Or maybe it’s just because I’m a grouchy old sod who has absolutely no understanding whatsoever of the sway of public opinion, or I simply just don’t care.
What I do know is that while the shiny end of the car sales spectrum is evolving into a world of click-and-collect or online next-day delivery without the lazy so-and-sos even getting out of their armchairs, it’s bugger-all use to anyone who is sniffing around a 17-year-old Ford Focus with no knowledge of whether or not there’s clag in the bottom of the car’s front wings.
Nope – for as long as we’re still allowed to buy petrol- and diesel-powered cars, the pre-loved and variably cherished car remarketing industry will continue in the way it always has, with that strange dynamic between dealer and customer that has for years been built up on the theatre of trust.
Get them like putty in your hands and they can’t say no – something that every car dealer since cars first took to the road has still not quite worked out how to get down to a fine art but some of us are better at than others.
And after a hard day’s graft, some of the banknotes that aren’t destined for the taxman will instead find their way across the bar at the Royal Oak or the Cock and Magpies while I chew the fat with a couple of other lads in the trade, as has been our routine for the past 25 years.
Just because the entire country has been forced into reboot doesn’t mean I’ve got any lockdown resolutions – other than maybe to get to the pub half an hour earlier of an evening in case the buggers close it down again, or to not bother knocking the cigars on the head as there are other things out there that will kill us instead.
I’m just going to live my life in normal Big Mike style: wheels, deals, meals and real ales, which annoyingly doesn’t quite rhyme with the others.
And I expect that most of my punters will, too.
A lot of people I deal with aren’t lucky enough to be sitting at home ironing their curtains ready for their next Zoom call.
They’re the folk out there on the front line every day, getting on with life, working hard, not doing a huge amount differently apart from dressing up like a highwayman before speaking to each other, or doing that aforementioned chicken dance whenever they encounter a friend or form an agreement with someone.
You can spot them a mile off, too, for while the Zoomers (a few generations behind the Boomers) tend to look like your dentist when they pop down to Londis with an uncomfortable blue rectangle across their jowls, the grittier end of society has got the mask-wearing thing down to a fine art.

════════════════

• WORK ORDER 1: In the used-car passage, for how long has the speaker's routine of drinking with other lads in the trade gone on?
• WORK ORDER 2: Please continue the used-car passage after its final sentence.
The records have nothing to do with the used-car passage.

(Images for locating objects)
════════════════

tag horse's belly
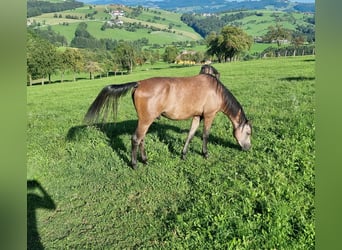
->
[161,107,203,120]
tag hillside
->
[82,0,315,13]
[28,4,314,45]
[28,5,201,44]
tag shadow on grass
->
[66,118,240,165]
[279,76,316,82]
[27,180,56,250]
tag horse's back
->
[133,75,219,120]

════════════════

• WRITTEN REPLY 1: For the past 25 years.

• WRITTEN REPLY 2:
I’ve not worn a snood since the Seventies, but these days I have a selection. Roll ’em up over my nose and mouth when I pop into the shop for my cigars and back down again before I reach for my lighter.
I like to call these folk the ‘Real People’. They’re the ones who turn up at Big Mike’s Motors with a wedge of folding money they’ve put some hard graft into getting their hands on.
They like a chat, a barter and a bit of banter, and they know that a deal is a deal. I always sort them out with one too, because I truly and genuinely respect them.
To the used car industry, as to any industry they touch, they’ll be the ones that actually get the country moving again while the Zoomers sit at home wondering if their wallpaper is fashionable enough, or if they can afford to repaper the dining room/office this month after the credit card and Audi have received their monthly instalments, which is a bit of a struggle these days because, y’know, this Covid thing and all that.
The Real People are the ones putting money in my pocket, too.
I appreciate that for many of you it’s not the Real People doing that but the Zoomers sitting at home doing their car buying online.
If so, and if you want to close the deal, make sure you compliment them on their wallpaper and how perfectly on-trend it is, that maybe you’d like some yourself if they could just tell you where they bought it.
That theatre of trust thing that I was talking about? Well, there it is.
Who is Big Mike? Well, that would be telling. What we can say is he’s had more than 40 years in the car trade so has probably forgotten more about it than we’re likely to know.